Source data:
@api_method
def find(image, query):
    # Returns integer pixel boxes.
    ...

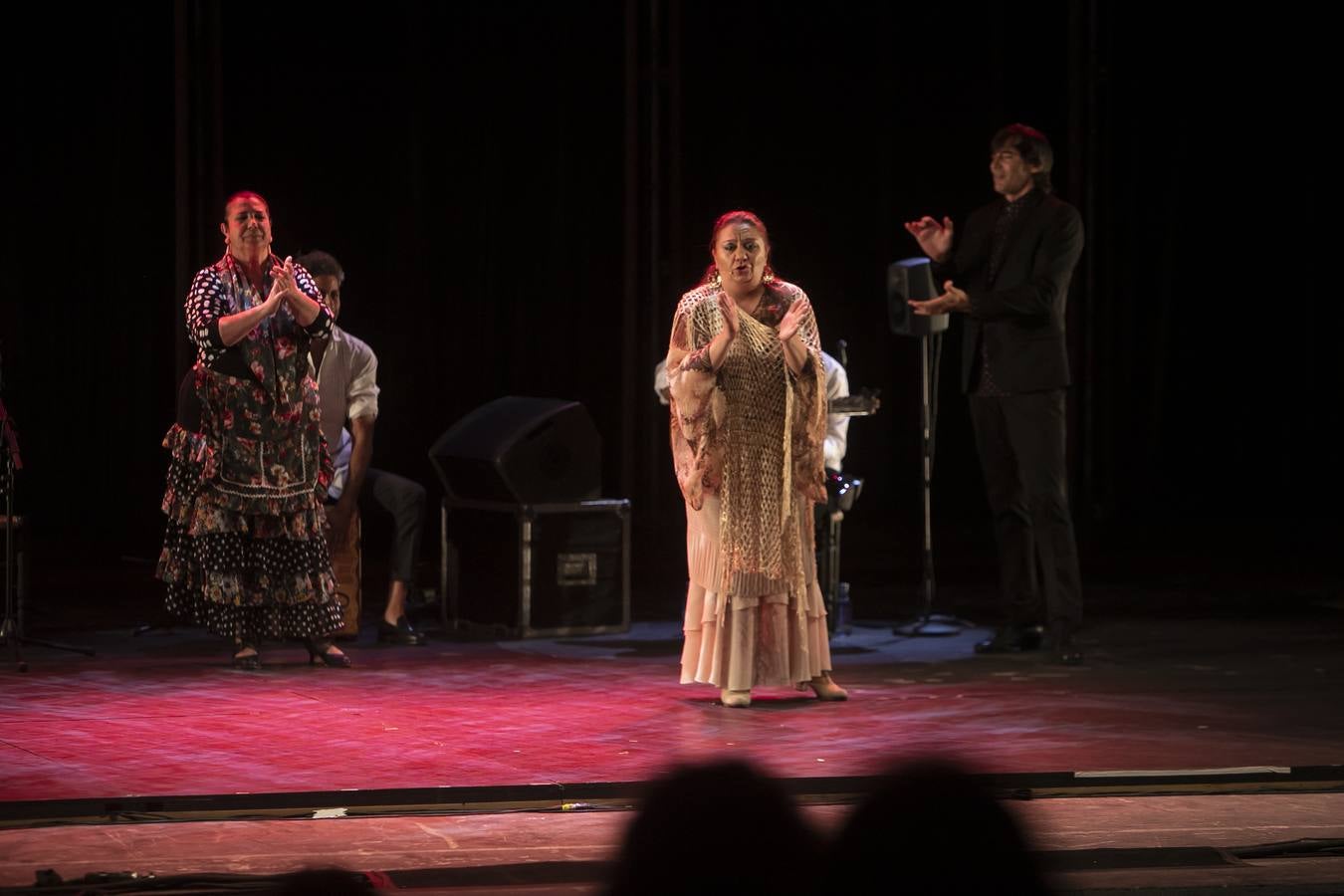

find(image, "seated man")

- _What you will do_
Render the records above as a Markdown table with the columns "No." and "Line," giving each non-blank line its own numbered row. Skip blank lines and leave the pictures out of the answer.

- _Response_
| No. | Line |
|---|---|
| 1 | @api_method |
| 2 | def find(image, query): |
| 3 |     # Returns integer pixel boxes. |
| 4 |     ... |
| 5 | find(image, "seated man") |